> [WHAT THE TASK ASKS]: The required output is the whole listing below, unchanged.

> [SUPPLIED DATA]:
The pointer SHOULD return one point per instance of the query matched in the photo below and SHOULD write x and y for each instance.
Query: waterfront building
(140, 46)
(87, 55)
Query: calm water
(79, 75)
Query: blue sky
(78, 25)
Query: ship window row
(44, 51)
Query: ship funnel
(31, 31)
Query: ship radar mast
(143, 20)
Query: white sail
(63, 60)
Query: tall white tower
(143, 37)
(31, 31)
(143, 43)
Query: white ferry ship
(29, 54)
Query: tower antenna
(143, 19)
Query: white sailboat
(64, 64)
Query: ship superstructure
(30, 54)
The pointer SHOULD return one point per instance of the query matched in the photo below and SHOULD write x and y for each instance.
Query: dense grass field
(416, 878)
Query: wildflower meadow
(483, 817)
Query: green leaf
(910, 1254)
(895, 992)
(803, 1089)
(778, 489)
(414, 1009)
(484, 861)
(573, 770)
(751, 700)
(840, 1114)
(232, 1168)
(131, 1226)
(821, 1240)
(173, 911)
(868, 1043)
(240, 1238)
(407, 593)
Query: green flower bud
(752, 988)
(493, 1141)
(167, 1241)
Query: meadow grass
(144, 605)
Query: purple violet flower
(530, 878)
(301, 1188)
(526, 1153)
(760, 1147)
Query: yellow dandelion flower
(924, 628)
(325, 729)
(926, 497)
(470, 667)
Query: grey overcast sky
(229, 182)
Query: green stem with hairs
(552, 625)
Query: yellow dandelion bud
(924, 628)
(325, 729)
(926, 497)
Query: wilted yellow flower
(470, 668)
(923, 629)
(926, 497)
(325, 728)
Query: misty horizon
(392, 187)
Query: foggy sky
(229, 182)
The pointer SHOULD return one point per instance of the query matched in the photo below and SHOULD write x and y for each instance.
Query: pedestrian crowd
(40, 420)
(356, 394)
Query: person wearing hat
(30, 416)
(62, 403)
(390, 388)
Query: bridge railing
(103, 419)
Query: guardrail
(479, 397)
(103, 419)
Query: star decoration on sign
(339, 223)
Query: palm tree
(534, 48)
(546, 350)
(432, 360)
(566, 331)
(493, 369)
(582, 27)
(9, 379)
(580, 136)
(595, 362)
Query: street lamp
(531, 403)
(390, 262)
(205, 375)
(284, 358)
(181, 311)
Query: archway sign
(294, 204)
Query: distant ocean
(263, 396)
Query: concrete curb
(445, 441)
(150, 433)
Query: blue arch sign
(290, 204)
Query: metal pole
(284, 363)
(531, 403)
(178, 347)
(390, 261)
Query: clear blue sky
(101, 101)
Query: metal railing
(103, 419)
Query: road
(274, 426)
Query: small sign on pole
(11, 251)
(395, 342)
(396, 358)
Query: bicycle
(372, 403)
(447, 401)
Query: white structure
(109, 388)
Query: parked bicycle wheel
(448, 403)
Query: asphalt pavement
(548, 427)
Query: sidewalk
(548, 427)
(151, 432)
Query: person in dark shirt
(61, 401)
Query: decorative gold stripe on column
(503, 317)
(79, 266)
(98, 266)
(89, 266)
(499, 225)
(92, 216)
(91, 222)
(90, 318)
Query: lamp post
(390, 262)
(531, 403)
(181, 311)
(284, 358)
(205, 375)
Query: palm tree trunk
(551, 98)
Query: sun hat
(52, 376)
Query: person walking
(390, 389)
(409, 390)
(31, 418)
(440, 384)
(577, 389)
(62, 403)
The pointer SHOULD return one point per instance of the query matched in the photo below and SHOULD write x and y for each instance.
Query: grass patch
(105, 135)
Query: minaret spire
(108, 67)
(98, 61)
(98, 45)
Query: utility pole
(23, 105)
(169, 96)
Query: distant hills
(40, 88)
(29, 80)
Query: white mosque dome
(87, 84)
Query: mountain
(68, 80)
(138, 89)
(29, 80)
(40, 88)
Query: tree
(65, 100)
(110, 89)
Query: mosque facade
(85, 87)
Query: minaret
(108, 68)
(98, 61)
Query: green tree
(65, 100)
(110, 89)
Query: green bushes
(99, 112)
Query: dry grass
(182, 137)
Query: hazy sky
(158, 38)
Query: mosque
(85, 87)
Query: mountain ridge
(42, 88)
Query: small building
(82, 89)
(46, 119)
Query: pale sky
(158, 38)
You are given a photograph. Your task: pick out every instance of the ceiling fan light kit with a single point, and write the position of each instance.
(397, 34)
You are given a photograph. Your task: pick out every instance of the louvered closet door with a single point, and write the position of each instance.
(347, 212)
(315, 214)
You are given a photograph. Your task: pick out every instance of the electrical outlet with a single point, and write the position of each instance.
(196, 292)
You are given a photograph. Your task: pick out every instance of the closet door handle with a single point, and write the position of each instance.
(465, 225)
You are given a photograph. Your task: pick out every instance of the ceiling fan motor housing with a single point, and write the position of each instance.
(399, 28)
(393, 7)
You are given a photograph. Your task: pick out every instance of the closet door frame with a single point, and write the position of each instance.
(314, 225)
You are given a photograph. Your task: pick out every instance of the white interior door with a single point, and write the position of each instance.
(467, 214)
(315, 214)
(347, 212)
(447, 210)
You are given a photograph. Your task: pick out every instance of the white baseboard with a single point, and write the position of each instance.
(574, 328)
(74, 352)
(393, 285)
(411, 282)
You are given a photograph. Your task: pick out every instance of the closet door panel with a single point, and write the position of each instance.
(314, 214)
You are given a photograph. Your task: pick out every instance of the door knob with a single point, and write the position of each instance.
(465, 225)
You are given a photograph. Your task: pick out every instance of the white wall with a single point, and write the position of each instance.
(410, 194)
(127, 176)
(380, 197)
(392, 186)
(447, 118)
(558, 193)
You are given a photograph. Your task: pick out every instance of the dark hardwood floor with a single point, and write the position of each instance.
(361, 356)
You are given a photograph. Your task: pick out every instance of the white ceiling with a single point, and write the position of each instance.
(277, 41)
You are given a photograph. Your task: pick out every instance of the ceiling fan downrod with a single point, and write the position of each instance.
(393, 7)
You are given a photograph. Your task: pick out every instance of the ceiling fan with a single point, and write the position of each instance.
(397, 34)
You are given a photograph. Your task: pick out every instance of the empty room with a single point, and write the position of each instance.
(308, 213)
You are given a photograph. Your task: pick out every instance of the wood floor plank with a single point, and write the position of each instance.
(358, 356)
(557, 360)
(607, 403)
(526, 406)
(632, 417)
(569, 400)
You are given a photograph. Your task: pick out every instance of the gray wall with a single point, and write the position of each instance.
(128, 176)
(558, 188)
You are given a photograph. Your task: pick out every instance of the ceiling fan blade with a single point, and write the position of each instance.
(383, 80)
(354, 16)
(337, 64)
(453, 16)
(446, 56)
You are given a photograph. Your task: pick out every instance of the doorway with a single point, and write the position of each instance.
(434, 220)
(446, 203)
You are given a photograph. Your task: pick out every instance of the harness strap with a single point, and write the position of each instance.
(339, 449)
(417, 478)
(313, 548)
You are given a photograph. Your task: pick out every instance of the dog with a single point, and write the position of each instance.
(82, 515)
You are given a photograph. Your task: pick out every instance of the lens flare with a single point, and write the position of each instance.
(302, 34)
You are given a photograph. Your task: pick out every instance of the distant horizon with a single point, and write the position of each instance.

> [SOLVED EXERCISE]:
The pointer SHOULD return one point per instance of the query matched in the photo below and SHOULD write x and y for each instance.
Query: waterfront building
(140, 46)
(87, 55)
Query: calm water
(79, 75)
Query: blue sky
(78, 25)
Query: ship window row
(44, 51)
Query: ship funnel
(31, 31)
Query: ship radar mast
(143, 20)
Query: white sail
(63, 60)
Query: tall white tower
(143, 37)
(31, 31)
(143, 43)
Query: white ferry ship
(29, 54)
Query: tower antenna
(143, 19)
Query: white sailboat
(64, 64)
Query: ship superstructure
(30, 54)
The pointer SHOULD return one point per instance of the query matched in the photo below and SHOULD write x and y for each instance.
Query: dense grass field
(416, 878)
Query: wildflower meadow
(483, 817)
Query: green leaf
(910, 1254)
(895, 992)
(803, 1089)
(778, 489)
(414, 1009)
(484, 861)
(573, 770)
(751, 700)
(840, 1114)
(232, 1168)
(131, 1226)
(821, 1240)
(173, 911)
(868, 1043)
(240, 1238)
(407, 593)
Query: green flower bud
(752, 988)
(493, 1141)
(167, 1241)
Query: meadow grass
(144, 605)
Query: purple violet flower
(530, 878)
(301, 1188)
(526, 1153)
(760, 1147)
Query: yellow dandelion flower
(924, 628)
(325, 729)
(926, 497)
(470, 667)
Query: grey overcast sky
(229, 182)
Query: green stem with hairs
(552, 625)
Query: yellow dandelion bud
(924, 628)
(325, 729)
(926, 497)
Query: wilted yellow flower
(470, 668)
(923, 629)
(926, 497)
(325, 728)
Query: misty horizon
(392, 187)
Query: foggy sky
(229, 182)
The pointer SHOULD return one point per instance of the query matched in the photo below and SHOULD write x and y for each instance.
Query: pedestrian crowd
(40, 420)
(356, 394)
Query: person wearing hat
(30, 416)
(62, 403)
(390, 388)
Query: bridge railing
(103, 419)
Query: guardrail
(479, 397)
(103, 419)
Query: star decoration on sign
(339, 223)
Query: palm tree
(534, 48)
(546, 350)
(432, 360)
(566, 331)
(493, 369)
(582, 27)
(9, 379)
(580, 136)
(595, 362)
Query: street lamp
(531, 403)
(390, 262)
(205, 375)
(284, 358)
(181, 311)
Query: archway sign
(294, 204)
Query: distant ocean
(263, 396)
Query: concrete curb
(445, 441)
(150, 433)
Query: blue arch sign
(290, 204)
Query: metal pole
(284, 363)
(531, 403)
(178, 347)
(390, 261)
Query: clear blue sky
(101, 101)
Query: metal railing
(103, 419)
Query: road
(274, 426)
Query: small sign on pole
(11, 251)
(395, 342)
(396, 358)
Query: bicycle
(372, 403)
(447, 401)
Query: white structure
(109, 388)
Query: parked bicycle wheel
(448, 403)
Query: asphalt pavement
(548, 427)
Query: sidewalk
(548, 427)
(151, 432)
Query: person in dark shirt
(61, 401)
Query: decorative gold stripe on column
(503, 317)
(79, 266)
(98, 266)
(89, 266)
(499, 225)
(92, 216)
(91, 222)
(90, 318)
Query: lamp post
(390, 262)
(531, 403)
(181, 311)
(284, 358)
(205, 375)
Query: palm tree trunk
(551, 98)
Query: sun hat
(52, 376)
Query: person walking
(390, 389)
(409, 390)
(31, 418)
(440, 384)
(577, 389)
(62, 403)
The pointer SHOULD return one point per instance of the query matched in the photo below and SHOULD write x and y for each instance.
Query: grass patch
(105, 135)
Query: minaret spire
(108, 67)
(98, 61)
(98, 45)
Query: utility pole
(23, 105)
(169, 96)
Query: distant hills
(40, 88)
(29, 80)
Query: white mosque dome
(87, 84)
Query: mountain
(68, 80)
(138, 89)
(29, 80)
(40, 88)
Query: tree
(65, 100)
(110, 89)
Query: mosque facade
(85, 87)
Query: minaret
(108, 68)
(98, 61)
Query: green tree
(65, 100)
(110, 89)
Query: green bushes
(99, 112)
Query: dry grass
(182, 137)
Query: hazy sky
(158, 38)
Query: mosque
(85, 87)
Query: mountain ridge
(42, 88)
Query: small building
(82, 89)
(46, 119)
Query: pale sky
(158, 38)
You are given a photograph. Your task: pick out every instance of the ceiling fan light kit with a single point, and write the position of each instance.
(397, 34)
You are given a photograph. Your task: pick out every instance of the louvered closet door with a single point, and write the position of each instance.
(347, 212)
(315, 214)
You are given a photograph. Your task: pick out every instance of the electrical outlet with a single point, and write the position of each instance.
(196, 292)
You are given a photograph. Your task: pick out every instance of the closet door handle with a single point, and write the position of each instance.
(465, 225)
You are given a photograph. Your task: pick out every instance of the ceiling fan motor housing with a single point, and write the position of each instance.
(399, 28)
(393, 7)
You are given a photograph. Your task: pick out every instance of the closet door frame with a single point, and write the position of each instance.
(314, 225)
You are given a photograph. Your task: pick out every instance of the white interior door with a single point, and write the position of each instance.
(467, 214)
(315, 214)
(347, 212)
(447, 210)
You are given a photograph. Your task: pick out every instance of the white baseboard with a single point, and write the position of each instance.
(574, 328)
(74, 352)
(393, 285)
(411, 282)
You are given a photograph. Your task: pick out every instance of the closet door panel with a single point, and write the position of each instance.
(314, 214)
You are given a photograph. Your task: pick out every instance of the door knob with a single point, and write the position of each instance.
(465, 225)
You are given a photograph. Your task: pick out every instance of the white wall with a single point, and write the position of each instance.
(410, 194)
(127, 176)
(380, 197)
(392, 186)
(447, 118)
(558, 193)
You are given a photograph. Your task: pick out every instance of the dark hardwood floor with a single point, and write the position of each instance.
(361, 356)
You are given a photograph. Your task: pick out every instance of the white ceiling with a single point, and write the position of each instance.
(277, 41)
You are given a photograph. Your task: pick out every instance of the ceiling fan downrod with a single point, and write the position of each instance.
(393, 7)
You are given a photograph. Your task: pick out every instance of the ceiling fan with a single point, and write the position of each instance.
(397, 34)
You are given a photograph. Your task: pick out every instance of the empty room with a single point, and write the position of each instance.
(308, 213)
You are given a photograph. Your task: pick out every instance of the wood floor plank with a single point, and write the position of each instance.
(358, 356)
(557, 360)
(607, 403)
(526, 406)
(632, 417)
(569, 400)
You are given a photograph. Your task: pick out every instance of the gray wall with a single point, and write the position of each instance.
(128, 176)
(558, 188)
You are given a photograph. Your task: pick out every instance of the ceiling fan blade with a single point, and write the position of each instance.
(383, 80)
(354, 16)
(337, 64)
(453, 16)
(446, 56)
You are given a photograph. Your task: pick out every instance of the doorway with a single point, and write the position of each instance.
(434, 220)
(446, 203)
You are given a photograph. Your task: pick out every instance of the harness strap with a single point, and write the position of each instance.
(339, 449)
(417, 478)
(313, 548)
You are given a photograph. Your task: pick out every instance of the dog with a single point, and write the position of each instance.
(82, 515)
You are given a photograph. Your task: pick out every instance of the lens flare with a single point, and write the position of each instance.
(302, 34)
You are given a photograph. Your task: pick out every instance of the distant horizon with a single point, and write the position of each instance.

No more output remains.